Pick out every line below that contains the word "query", and copy each one unchanged.

====== Data records

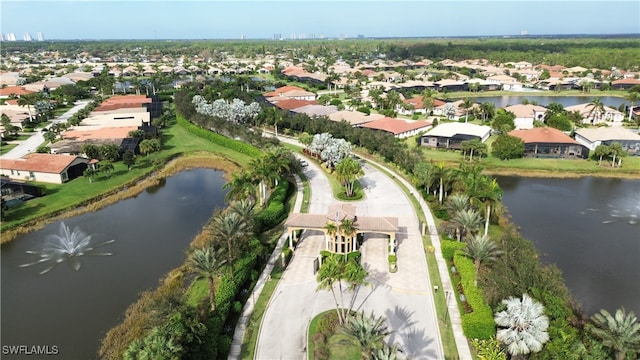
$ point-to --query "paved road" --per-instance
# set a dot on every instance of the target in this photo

============
====== Data records

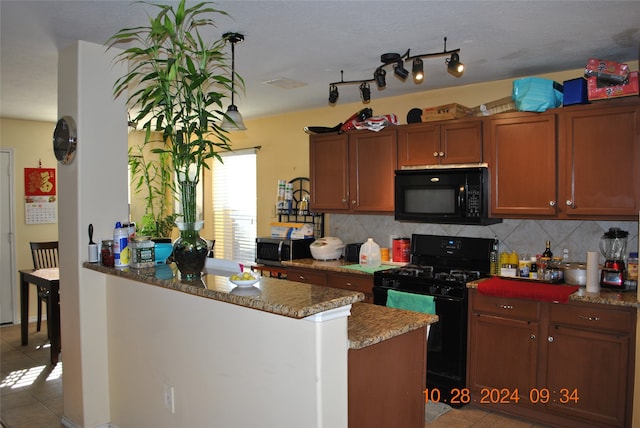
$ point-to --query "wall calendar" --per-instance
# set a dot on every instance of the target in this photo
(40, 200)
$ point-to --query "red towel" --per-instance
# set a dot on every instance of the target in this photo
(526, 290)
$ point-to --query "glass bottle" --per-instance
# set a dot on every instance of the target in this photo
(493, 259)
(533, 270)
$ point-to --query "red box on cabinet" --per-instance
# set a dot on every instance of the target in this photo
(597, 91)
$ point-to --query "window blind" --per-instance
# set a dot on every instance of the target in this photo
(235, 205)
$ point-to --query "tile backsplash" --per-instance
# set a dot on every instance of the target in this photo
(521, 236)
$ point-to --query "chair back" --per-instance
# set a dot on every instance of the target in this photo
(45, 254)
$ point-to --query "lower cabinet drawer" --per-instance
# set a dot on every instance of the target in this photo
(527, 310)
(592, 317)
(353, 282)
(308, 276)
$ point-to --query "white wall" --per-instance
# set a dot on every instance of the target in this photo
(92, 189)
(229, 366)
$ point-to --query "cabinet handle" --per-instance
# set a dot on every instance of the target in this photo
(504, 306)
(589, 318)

============
====== Data records

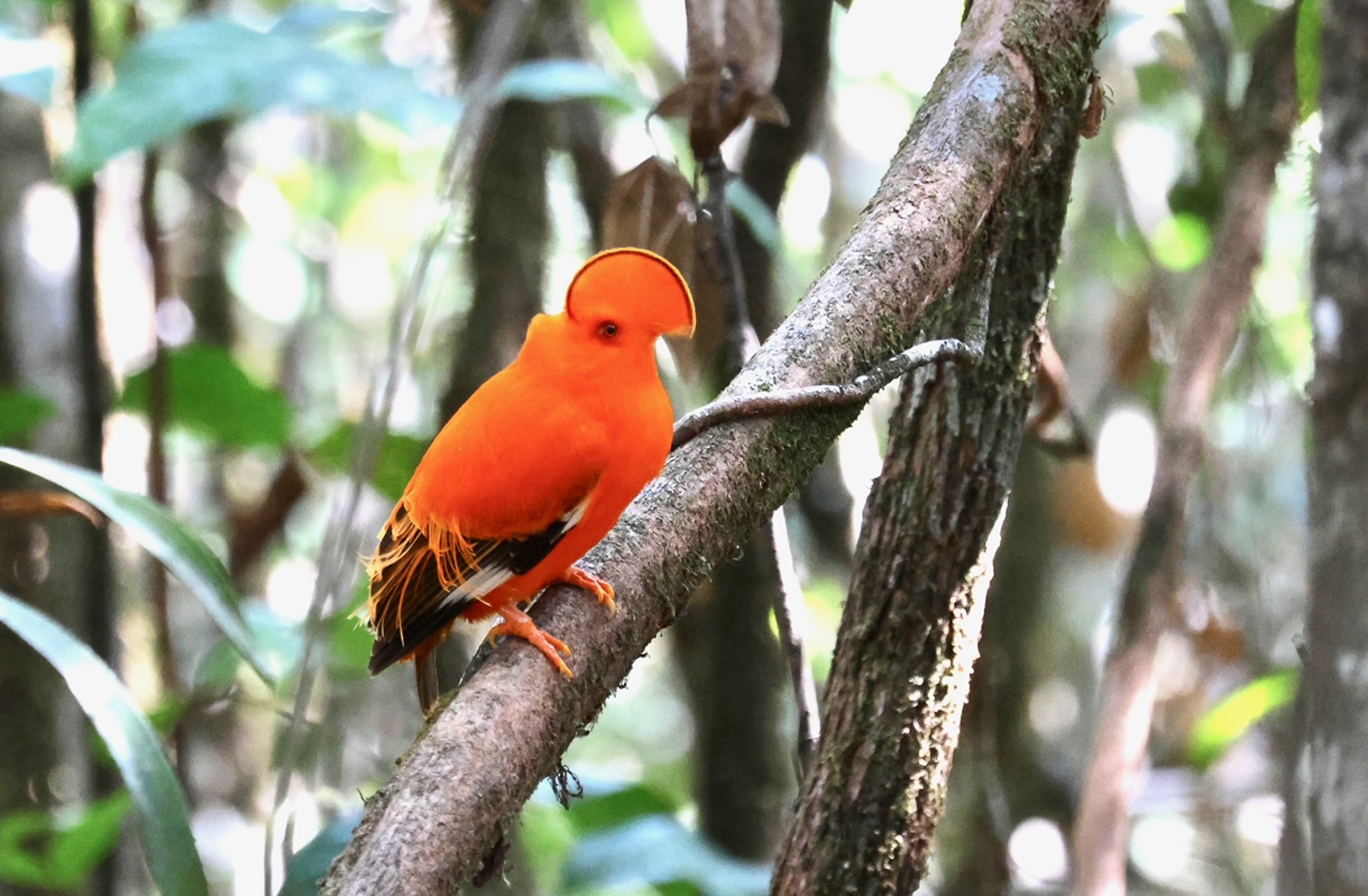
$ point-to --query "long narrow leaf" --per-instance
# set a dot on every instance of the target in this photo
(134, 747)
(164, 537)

============

▸ Result:
$ point-to --query "paved road" --per-instance
$ point-to --query "wall calendar" --per-instance
$ point-to --query "red towel" --per-instance
$ point-to --query "glass bottle" --per-instance
$ point-to --query "red box on cabinet" --per-instance
$ point-to --query "window blind" --per-instance
$ point-to --query "tile backsplash" --per-instance
$ point-to --query "chair back" --per-instance
$ point-to --query "lower cabinet drawer" --per-instance
$ point-to --query "white wall" --per-instance
$ point-to --query "cabinet handle" --per-instance
$ point-to --query "long narrow leaf" --per-instance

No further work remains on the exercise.